### Objectif 1:
Répondez à ces questions sur l'article consacré à la revitalisation des centres-villes :
(a) Quel groupe a demandé le débat au Sénat ?
(b) Quel programme a été lancé en 2018 ?
(c) De quelle date est l'édition ?
───── Extrait choisi ─────
Maire-info
Le quotidien d’information des élus locaux

Édition du vendredi 11 juin 2021
Aménagement

Revitalisation des centres-villes : état des lieux avant 2022

À la demande du groupe Les Républicains, le Sénat a débattu hier autour de l'enjeu crucial de la revitalisation des centres-villes et centres-bourgs. L'occasion de faire un premier bilan de la politique du gouvernement depuis le lancement du programme « Action coeur de ville » en 2018.
───── Données fournies ─────
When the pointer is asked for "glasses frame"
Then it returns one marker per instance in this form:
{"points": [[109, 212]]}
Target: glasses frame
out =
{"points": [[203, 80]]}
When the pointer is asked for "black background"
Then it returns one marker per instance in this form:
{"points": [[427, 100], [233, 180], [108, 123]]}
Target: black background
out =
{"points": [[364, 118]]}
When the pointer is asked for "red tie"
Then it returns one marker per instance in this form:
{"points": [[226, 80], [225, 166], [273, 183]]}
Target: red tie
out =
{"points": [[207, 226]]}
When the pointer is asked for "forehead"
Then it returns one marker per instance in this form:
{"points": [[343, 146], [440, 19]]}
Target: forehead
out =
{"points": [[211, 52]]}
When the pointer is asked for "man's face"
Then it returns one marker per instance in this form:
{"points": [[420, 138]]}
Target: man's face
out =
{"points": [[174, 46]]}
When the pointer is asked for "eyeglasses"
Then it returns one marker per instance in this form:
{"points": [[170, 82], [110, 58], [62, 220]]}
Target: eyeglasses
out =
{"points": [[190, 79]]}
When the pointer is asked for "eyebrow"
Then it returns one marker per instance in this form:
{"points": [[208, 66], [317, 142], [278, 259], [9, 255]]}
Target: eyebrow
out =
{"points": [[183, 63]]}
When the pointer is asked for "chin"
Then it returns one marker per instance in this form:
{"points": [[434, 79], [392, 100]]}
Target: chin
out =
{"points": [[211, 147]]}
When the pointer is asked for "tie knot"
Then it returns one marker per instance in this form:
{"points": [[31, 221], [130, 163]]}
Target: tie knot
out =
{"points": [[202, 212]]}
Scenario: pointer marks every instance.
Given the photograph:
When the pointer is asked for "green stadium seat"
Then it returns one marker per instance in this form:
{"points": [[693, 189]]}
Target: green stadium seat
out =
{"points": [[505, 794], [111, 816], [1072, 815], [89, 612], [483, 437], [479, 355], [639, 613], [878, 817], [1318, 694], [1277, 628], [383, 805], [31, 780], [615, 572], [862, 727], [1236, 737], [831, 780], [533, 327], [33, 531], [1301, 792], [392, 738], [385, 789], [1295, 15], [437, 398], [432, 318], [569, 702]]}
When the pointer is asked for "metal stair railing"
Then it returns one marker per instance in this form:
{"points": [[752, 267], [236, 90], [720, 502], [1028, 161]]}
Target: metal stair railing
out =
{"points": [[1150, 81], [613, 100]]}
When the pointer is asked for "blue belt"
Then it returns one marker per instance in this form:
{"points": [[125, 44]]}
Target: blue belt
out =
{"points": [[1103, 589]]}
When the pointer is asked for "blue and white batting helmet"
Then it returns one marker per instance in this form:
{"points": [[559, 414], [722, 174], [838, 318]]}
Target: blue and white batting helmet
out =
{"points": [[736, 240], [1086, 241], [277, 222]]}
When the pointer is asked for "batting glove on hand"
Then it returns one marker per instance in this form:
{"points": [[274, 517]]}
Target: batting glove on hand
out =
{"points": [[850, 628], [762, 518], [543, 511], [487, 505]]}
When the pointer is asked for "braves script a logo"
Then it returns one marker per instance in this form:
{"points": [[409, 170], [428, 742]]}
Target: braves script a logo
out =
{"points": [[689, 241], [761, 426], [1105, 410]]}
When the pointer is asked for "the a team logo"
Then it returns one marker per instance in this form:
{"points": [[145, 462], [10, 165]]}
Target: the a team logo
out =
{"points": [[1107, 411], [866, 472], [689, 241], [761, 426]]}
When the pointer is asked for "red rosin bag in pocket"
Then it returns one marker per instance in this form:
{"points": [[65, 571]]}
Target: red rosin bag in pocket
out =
─────
### Objectif 2:
Mettez dans un tableau Markdown à deux colonnes, « N° » et « Ligne », tout ce qui va de la ligne des enregistrements contenant « Scenario: pointer marks every instance. » jusqu'à la fin des enregistrements. Laissez de côté les lignes vides.

### Réponse complète 1:
(a) Le groupe Les Républicains.
(b) Le programme « Action coeur de ville ».
(c) Du vendredi 11 juin 2021.

### Réponse complète 2:
| N° | Ligne |
|---|---|
| 1 | Scenario: pointer marks every instance. |
| 2 | Given the photograph: |
| 3 | When the pointer is asked for "green stadium seat" |
| 4 | Then it returns one marker per instance in this form: |
| 5 | {"points": [[693, 189]]} |
| 6 | Target: green stadium seat |
| 7 | out = |
| 8 | {"points": [[505, 794], [111, 816], [1072, 815], [89, 612], [483, 437], [479, 355], [639, 613], [878, 817], [1318, 694], [1277, 628], [383, 805], [31, 780], [615, 572], [862, 727], [1236, 737], [831, 780], [533, 327], [33, 531], [1301, 792], [392, 738], [385, 789], [1295, 15], [437, 398], [432, 318], [569, 702]]} |
| 9 | When the pointer is asked for "metal stair railing" |
| 10 | Then it returns one marker per instance in this form: |
| 11 | {"points": [[752, 267], [236, 90], [720, 502], [1028, 161]]} |
| 12 | Target: metal stair railing |
| 13 | out = |
| 14 | {"points": [[1150, 81], [613, 100]]} |
| 15 | When the pointer is asked for "blue belt" |
| 16 | Then it returns one marker per instance in this form: |
| 17 | {"points": [[125, 44]]} |
| 18 | Target: blue belt |
| 19 | out = |
| 20 | {"points": [[1103, 589]]} |
| 21 | When the pointer is asked for "blue and white batting helmet" |
| 22 | Then it returns one marker per instance in this form: |
| 23 | {"points": [[559, 414], [722, 174], [838, 318]]} |
| 24 | Target: blue and white batting helmet |
| 25 | out = |
| 26 | {"points": [[736, 240], [1086, 241], [277, 222]]} |
| 27 | When the pointer is asked for "batting glove on hand" |
| 28 | Then it returns one marker per instance in this form: |
| 29 | {"points": [[274, 517]]} |
| 30 | Target: batting glove on hand |
| 31 | out = |
| 32 | {"points": [[850, 628], [762, 518], [543, 511], [487, 505]]} |
| 33 | When the pointer is asked for "braves script a logo" |
| 34 | Then it returns one marker per instance in this form: |
| 35 | {"points": [[409, 170], [428, 742]]} |
| 36 | Target: braves script a logo |
| 37 | out = |
| 38 | {"points": [[689, 241], [761, 426], [1105, 410]]} |
| 39 | When the pointer is asked for "the a team logo" |
| 40 | Then it returns one marker per instance in this form: |
| 41 | {"points": [[145, 462], [10, 165]]} |
| 42 | Target: the a team logo |
| 43 | out = |
| 44 | {"points": [[1107, 411], [866, 472], [689, 241], [761, 426]]} |
| 45 | When the pointer is asked for "red rosin bag in pocket" |
| 46 | Then it returns one marker per instance in this form: |
| 47 | {"points": [[65, 571]]} |
| 48 | Target: red rosin bag in pocket |
| 49 | out = |